**Document**
Pending Legislation Would Try 19, 20, and 21-Year-Olds as Juveniles
Most people would consider someone 18 or older to be an adult. That person is old enough to vote, old enough to join the military without parental permission, old enough to go off to college or otherwise move away from home—in fact, old enough to do most things in society without anyone’s permission. Legally speaking, they are adults, even though they can’t legally drink alcohol—but that’s another story.
An 18-year-old charged with a crime is always, everywhere, without question, arrested and charged with criminal offenses as an adult. The state criminal justice system will oversee their criminal case and, if they receive a jail sentence, they will go to the same jail or prison as all the other convicted adults. There is no other option, legally, because an 18-year-old is, after all, an adult. Right?
Well, this may not be the case for much longer in Illinois due to a bill being considered by the Illinois Senate. A proposed amendment to the Children and Family Services Act would require the Illinois Juvenile Justice Commission to submit recommendations to the governor and legislature that “emerging adults” be subject to a “developmentally appropriate justice system.” The legislation also would amend the Juvenile Court Act to provide that individuals who are younger than 21 be treated as juveniles in criminal proceedings for misdemeanor offenses.
What Does It Take to Be an Adult?
Supporters of the legislation cite research that contends that human brains are not fully formed until at least 26 years old, and perhaps as late as 30. The sponsors of the legislation in the state senate isn’t going that far, but they believe that the legislation would help many emerging adults jailed for misdemeanor charges to avail themselves of the lighter penalties and rehabilitative opportunities of the juvenile justice system.
Opponents counter that the juvenile system already is overcrowded, underfunded, and overwhelmed, and that this legislation would only make things worse. Opponents also point out that many Illinois counties already have developed diversion programs that keep first-time misdemeanor offenders out of jail and in programs to help them without any state mandates requiring them to do so. They believe that these programs should be protection enough for young adults between the ages of 18 and 21 facing misdemeanor charges.
Even under the proposed legislation, prosecutors could seek the transfer of cases to adult court, and judges still could decide if a defendant should face adult penalties. While those decisions would be made on a case-by-case basis, there seems to be no provision that prohibits a prosecutor from always seeking to try those between 19 and 21 years old in adult courts, nor to prevent a judge from always giving such misdemeanor offenders adult sentences.
While research argues in favor of treating 19- and 20-year-olds—and even older young adults, as well—as juveniles in criminal prosecutions, there also is research that indicates that the greater penalties imposed on offenders who are 18 or older serve as a deterrent to committing crimes in the future and for others in the community. Such research found that young people dramatically reduce criminal activity upon reaching 18 as a result of the stiffer penalties that most states impose upon reaching that age. When someone sees an 18-year-old friend go to state prison, they may be less likely to commit crimes themselves as they know the possible consequences are very real.

**Written instruction 1**
Count how many lines of the rows contain the string "swirl" and give only that number.
The text and the rows below were taken from separate sources.

**Supplied entries**
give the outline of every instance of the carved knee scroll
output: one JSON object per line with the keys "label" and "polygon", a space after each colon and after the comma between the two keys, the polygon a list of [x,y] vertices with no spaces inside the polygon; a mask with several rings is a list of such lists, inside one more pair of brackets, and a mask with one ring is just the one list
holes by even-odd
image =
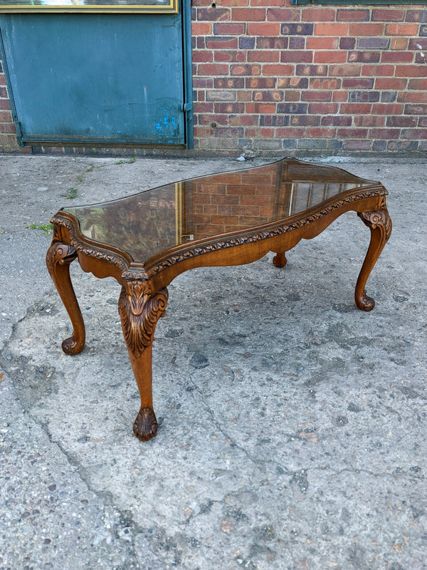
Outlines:
{"label": "carved knee scroll", "polygon": [[123,335],[141,398],[133,431],[143,441],[154,437],[157,431],[152,402],[152,346],[157,321],[164,316],[167,298],[167,289],[153,294],[147,281],[129,281],[119,299]]}
{"label": "carved knee scroll", "polygon": [[371,242],[356,284],[354,300],[359,309],[371,311],[375,301],[367,295],[365,285],[376,260],[391,234],[391,219],[385,203],[374,212],[358,212],[357,215],[371,230]]}
{"label": "carved knee scroll", "polygon": [[54,241],[48,249],[46,265],[73,324],[73,336],[62,343],[65,354],[78,354],[85,346],[85,323],[70,279],[70,264],[77,257],[69,244]]}

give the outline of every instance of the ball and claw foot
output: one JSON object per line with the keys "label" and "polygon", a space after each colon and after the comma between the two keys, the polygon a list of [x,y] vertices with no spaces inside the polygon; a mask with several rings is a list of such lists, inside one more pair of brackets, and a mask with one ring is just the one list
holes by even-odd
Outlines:
{"label": "ball and claw foot", "polygon": [[142,408],[134,422],[133,432],[141,441],[148,441],[157,432],[157,420],[151,408]]}
{"label": "ball and claw foot", "polygon": [[361,311],[372,311],[375,306],[375,301],[371,297],[368,297],[366,291],[359,298],[356,298],[356,304]]}
{"label": "ball and claw foot", "polygon": [[61,345],[62,349],[65,354],[69,354],[70,356],[78,354],[79,352],[83,351],[84,346],[84,342],[83,344],[82,343],[78,342],[74,336],[70,336],[69,338],[65,338]]}

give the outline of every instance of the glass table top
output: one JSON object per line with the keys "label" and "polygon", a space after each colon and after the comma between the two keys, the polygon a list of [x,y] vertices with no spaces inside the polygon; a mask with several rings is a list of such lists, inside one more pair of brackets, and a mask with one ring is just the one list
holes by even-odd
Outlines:
{"label": "glass table top", "polygon": [[340,168],[288,158],[63,211],[77,218],[86,237],[142,263],[176,245],[285,220],[373,184]]}

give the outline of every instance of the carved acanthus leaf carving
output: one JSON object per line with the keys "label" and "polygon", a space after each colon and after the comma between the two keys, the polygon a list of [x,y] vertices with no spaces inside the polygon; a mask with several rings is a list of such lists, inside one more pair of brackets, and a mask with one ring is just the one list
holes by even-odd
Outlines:
{"label": "carved acanthus leaf carving", "polygon": [[141,441],[148,441],[157,432],[157,420],[151,408],[142,408],[134,422],[133,432]]}
{"label": "carved acanthus leaf carving", "polygon": [[362,212],[357,214],[362,222],[372,229],[379,228],[384,232],[386,241],[391,235],[391,219],[385,207],[374,212]]}
{"label": "carved acanthus leaf carving", "polygon": [[167,289],[154,295],[146,281],[131,281],[122,288],[119,313],[127,346],[139,358],[153,340],[154,328],[164,316],[167,304]]}

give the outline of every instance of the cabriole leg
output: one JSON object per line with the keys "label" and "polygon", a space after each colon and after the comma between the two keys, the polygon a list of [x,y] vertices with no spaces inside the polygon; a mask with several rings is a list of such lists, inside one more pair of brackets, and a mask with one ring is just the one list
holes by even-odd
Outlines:
{"label": "cabriole leg", "polygon": [[370,229],[371,242],[356,284],[354,300],[359,309],[362,311],[371,311],[375,306],[375,301],[367,295],[365,285],[376,260],[390,237],[391,219],[385,205],[381,209],[362,212],[357,215]]}
{"label": "cabriole leg", "polygon": [[141,408],[133,425],[138,439],[147,441],[157,431],[153,410],[152,348],[157,321],[164,316],[167,289],[152,294],[147,281],[129,281],[122,288],[119,314],[129,358],[141,397]]}
{"label": "cabriole leg", "polygon": [[46,255],[46,265],[73,324],[73,336],[62,343],[65,354],[78,354],[85,346],[85,323],[70,279],[70,264],[77,257],[74,248],[53,242]]}

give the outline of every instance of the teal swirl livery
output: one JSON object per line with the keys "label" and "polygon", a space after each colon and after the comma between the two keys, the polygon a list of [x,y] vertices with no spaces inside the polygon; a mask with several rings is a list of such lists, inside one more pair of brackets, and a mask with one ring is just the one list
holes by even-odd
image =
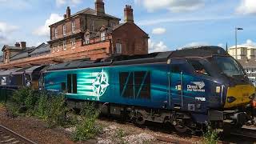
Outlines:
{"label": "teal swirl livery", "polygon": [[218,46],[56,64],[41,86],[65,93],[74,107],[94,102],[102,114],[170,122],[180,132],[210,122],[241,126],[255,94],[240,64]]}

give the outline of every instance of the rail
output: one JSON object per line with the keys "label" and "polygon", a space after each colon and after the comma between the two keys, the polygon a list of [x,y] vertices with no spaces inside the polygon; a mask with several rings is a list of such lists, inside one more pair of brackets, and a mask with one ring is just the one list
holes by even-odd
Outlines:
{"label": "rail", "polygon": [[26,143],[36,144],[34,142],[0,125],[0,143]]}

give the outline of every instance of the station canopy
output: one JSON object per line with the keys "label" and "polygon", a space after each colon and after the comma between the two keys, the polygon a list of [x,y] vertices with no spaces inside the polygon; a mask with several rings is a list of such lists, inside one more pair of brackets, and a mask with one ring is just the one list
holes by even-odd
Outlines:
{"label": "station canopy", "polygon": [[0,77],[3,76],[9,76],[11,73],[18,71],[22,68],[15,68],[15,69],[10,69],[4,71],[0,71]]}

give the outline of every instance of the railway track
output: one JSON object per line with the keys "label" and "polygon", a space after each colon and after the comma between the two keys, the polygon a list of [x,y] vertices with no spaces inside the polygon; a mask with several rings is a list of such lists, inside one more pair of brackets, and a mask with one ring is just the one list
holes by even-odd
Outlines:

**Written instruction 2**
According to the text, what age do supporters of the Illinois legislation cite research saying human brains are not fully formed until?

**Task solution 1**
2

**Task solution 2**
At least 26 years old, and perhaps as late as 30.